◆ What the exercise asks ◆
State how many lines in the entries below include the string "toilet", and give nothing beyond that number.

(Saved entries)

+ + + +

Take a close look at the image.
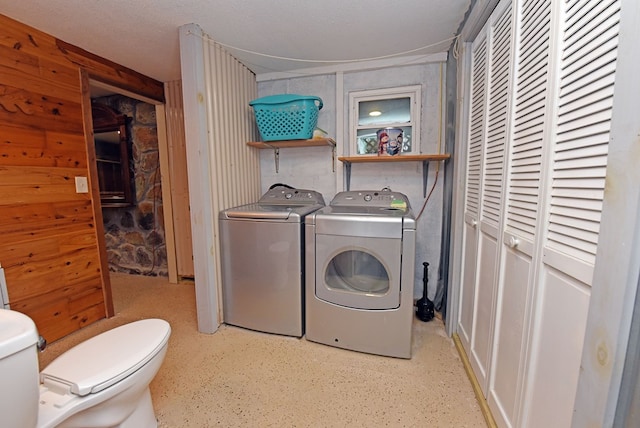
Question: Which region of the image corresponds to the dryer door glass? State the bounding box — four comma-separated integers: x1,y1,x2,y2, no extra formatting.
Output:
315,234,402,309
325,250,389,294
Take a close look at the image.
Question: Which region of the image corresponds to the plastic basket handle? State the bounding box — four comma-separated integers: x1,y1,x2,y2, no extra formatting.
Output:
311,97,323,110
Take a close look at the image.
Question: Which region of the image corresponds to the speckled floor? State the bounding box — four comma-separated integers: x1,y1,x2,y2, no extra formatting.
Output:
39,273,486,427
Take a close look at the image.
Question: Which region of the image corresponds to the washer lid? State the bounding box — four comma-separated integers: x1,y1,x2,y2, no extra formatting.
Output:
222,203,324,221
224,204,292,220
40,319,170,396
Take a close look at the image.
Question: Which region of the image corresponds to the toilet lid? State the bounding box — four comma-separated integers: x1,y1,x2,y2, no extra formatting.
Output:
40,319,171,396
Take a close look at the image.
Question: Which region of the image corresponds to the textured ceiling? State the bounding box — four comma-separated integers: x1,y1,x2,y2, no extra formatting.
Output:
0,0,471,82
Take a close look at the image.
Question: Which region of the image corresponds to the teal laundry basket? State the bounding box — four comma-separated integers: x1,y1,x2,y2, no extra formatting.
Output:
249,94,323,141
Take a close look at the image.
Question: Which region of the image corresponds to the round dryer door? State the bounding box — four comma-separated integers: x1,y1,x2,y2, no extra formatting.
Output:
325,250,389,293
315,234,402,309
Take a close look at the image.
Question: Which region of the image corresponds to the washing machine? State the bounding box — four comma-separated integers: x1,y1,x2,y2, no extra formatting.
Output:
219,185,325,337
304,189,416,358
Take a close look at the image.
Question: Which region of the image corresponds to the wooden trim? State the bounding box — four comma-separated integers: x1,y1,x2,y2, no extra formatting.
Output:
247,138,336,149
155,105,179,284
80,69,114,317
338,154,450,163
57,39,164,103
453,333,498,428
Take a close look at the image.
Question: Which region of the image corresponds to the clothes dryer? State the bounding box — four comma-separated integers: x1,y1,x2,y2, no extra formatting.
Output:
220,185,325,337
305,189,416,358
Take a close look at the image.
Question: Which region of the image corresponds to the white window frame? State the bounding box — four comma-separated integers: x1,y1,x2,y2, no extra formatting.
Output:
348,85,422,156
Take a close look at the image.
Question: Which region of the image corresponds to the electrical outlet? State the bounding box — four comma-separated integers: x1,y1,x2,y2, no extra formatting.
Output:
75,176,89,193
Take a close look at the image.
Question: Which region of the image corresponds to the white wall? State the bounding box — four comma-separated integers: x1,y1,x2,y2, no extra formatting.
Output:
257,61,447,300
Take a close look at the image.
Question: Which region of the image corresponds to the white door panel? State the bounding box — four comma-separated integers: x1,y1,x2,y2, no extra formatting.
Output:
524,269,590,427
470,233,499,392
489,248,532,427
458,224,479,350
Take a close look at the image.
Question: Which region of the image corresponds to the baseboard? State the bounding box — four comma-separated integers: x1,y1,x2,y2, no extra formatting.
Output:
452,333,498,428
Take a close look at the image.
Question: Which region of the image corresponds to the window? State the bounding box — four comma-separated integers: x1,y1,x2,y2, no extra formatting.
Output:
349,85,421,156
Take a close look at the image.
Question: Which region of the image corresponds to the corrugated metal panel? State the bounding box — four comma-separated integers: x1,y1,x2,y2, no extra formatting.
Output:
202,39,261,298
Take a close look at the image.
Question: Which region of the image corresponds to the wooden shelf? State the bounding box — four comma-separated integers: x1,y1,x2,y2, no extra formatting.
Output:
247,138,336,149
247,138,336,173
338,153,451,196
338,154,450,163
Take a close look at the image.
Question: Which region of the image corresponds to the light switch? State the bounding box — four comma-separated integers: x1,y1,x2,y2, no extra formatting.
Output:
75,176,89,193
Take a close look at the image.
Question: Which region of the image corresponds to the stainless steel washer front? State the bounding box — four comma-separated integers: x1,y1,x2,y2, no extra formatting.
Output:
219,186,324,337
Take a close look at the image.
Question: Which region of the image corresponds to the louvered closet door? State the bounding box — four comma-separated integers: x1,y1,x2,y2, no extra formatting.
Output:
471,0,513,395
523,0,620,426
458,0,513,396
487,0,551,426
457,26,488,355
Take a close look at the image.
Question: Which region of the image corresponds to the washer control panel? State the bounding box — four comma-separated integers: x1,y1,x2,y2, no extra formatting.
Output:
330,190,409,209
259,187,325,205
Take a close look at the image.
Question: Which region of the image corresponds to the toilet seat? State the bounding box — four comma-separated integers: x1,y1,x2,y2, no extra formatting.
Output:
41,319,170,396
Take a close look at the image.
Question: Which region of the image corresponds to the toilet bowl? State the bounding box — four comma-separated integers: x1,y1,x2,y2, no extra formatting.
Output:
0,309,171,428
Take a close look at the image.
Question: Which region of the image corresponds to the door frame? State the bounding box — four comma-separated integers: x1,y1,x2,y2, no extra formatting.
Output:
80,74,180,314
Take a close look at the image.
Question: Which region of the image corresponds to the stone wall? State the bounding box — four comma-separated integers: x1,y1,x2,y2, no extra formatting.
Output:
95,95,168,276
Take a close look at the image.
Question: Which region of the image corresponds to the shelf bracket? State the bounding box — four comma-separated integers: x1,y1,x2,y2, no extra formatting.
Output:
263,144,280,173
422,160,430,197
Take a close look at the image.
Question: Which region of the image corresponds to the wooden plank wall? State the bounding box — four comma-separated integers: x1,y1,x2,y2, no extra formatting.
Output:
0,13,164,342
164,80,194,278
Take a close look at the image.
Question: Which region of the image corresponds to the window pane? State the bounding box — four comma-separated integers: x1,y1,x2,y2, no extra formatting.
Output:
356,129,380,154
358,97,411,126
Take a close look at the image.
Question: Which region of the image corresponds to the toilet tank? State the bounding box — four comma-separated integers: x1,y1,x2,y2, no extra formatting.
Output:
0,309,40,428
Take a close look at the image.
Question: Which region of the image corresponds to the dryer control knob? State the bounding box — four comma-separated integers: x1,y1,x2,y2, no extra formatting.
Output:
285,193,292,199
364,194,372,202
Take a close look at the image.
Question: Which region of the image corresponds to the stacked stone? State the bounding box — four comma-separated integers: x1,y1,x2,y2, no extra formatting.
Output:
99,95,168,277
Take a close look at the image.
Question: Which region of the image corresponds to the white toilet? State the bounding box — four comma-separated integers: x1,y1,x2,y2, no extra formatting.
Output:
0,309,171,428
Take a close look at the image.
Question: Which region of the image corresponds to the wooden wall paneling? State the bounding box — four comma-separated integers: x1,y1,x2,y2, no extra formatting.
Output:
0,125,88,168
0,13,166,340
18,281,106,342
0,183,90,205
0,93,83,135
0,43,40,75
10,276,103,314
1,232,101,289
0,15,71,66
0,165,88,185
0,201,94,242
2,62,82,102
0,13,108,342
61,246,103,286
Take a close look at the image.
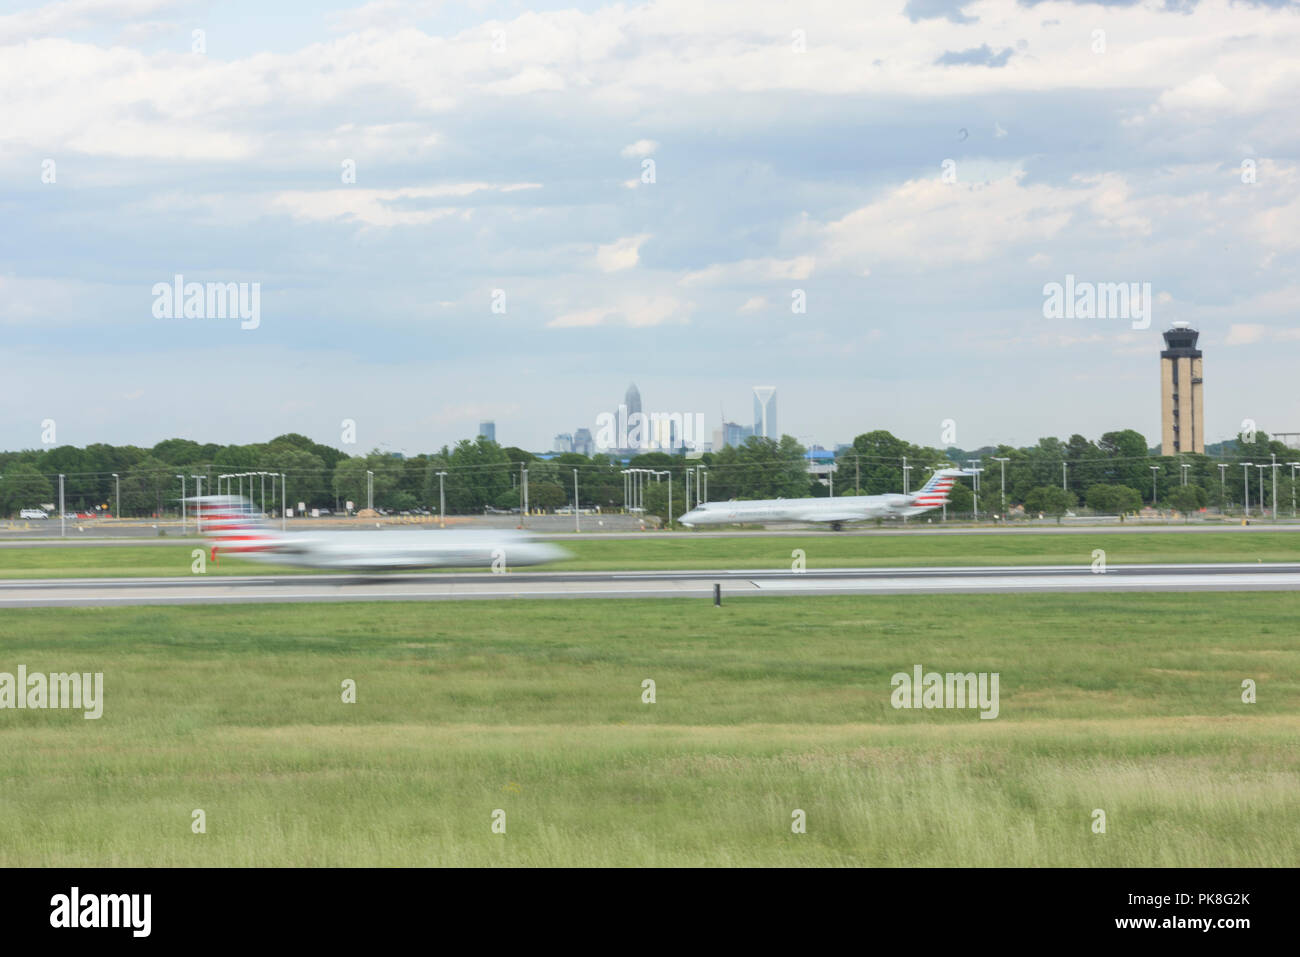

+ + + +

◆ Solution to the exercise ◆
5